───── Provided data ─────

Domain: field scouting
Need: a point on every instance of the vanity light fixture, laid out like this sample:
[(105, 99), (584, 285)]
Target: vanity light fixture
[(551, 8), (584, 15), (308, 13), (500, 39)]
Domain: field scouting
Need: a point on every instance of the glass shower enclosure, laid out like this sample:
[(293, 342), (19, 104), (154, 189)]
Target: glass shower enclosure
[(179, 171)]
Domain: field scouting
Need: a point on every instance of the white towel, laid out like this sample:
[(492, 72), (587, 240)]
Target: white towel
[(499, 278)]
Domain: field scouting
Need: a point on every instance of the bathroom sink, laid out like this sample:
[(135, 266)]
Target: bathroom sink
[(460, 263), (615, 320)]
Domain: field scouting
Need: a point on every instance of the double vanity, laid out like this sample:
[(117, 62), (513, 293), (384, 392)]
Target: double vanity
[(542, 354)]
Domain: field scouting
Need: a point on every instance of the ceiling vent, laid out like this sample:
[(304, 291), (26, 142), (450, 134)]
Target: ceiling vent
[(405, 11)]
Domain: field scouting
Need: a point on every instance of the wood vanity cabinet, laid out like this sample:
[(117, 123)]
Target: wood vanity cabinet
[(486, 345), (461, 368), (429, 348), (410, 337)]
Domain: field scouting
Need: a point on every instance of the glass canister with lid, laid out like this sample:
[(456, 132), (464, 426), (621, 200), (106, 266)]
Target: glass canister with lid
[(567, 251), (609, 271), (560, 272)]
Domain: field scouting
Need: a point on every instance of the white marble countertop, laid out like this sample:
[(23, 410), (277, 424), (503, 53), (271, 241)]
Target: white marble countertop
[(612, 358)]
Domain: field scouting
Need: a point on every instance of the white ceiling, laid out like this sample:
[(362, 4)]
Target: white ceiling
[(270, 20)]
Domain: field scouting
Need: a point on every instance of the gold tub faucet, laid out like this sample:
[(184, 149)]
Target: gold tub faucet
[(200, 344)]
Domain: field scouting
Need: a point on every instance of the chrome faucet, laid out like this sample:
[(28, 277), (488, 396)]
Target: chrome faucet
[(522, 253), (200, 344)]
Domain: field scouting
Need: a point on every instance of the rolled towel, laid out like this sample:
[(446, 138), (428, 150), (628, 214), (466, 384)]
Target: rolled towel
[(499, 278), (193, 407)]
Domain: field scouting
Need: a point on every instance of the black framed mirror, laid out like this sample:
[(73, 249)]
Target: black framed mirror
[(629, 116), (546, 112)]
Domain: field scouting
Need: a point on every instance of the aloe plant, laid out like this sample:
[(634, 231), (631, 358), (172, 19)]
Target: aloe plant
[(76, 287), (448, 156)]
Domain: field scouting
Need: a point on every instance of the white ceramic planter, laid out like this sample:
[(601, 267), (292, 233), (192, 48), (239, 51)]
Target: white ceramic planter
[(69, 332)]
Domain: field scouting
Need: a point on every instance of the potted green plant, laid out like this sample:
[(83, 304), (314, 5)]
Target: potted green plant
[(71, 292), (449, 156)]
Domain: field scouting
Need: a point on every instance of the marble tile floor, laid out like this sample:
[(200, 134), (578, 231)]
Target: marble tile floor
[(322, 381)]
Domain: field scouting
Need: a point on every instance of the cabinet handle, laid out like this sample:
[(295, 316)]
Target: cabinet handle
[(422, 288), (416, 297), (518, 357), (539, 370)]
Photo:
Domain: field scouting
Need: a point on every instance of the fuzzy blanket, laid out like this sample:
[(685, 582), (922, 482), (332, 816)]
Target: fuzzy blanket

─────

• _Exercise description_
Count the lines in the records above that contain the string "vent". Give only the number.

• _Exercise solution_
2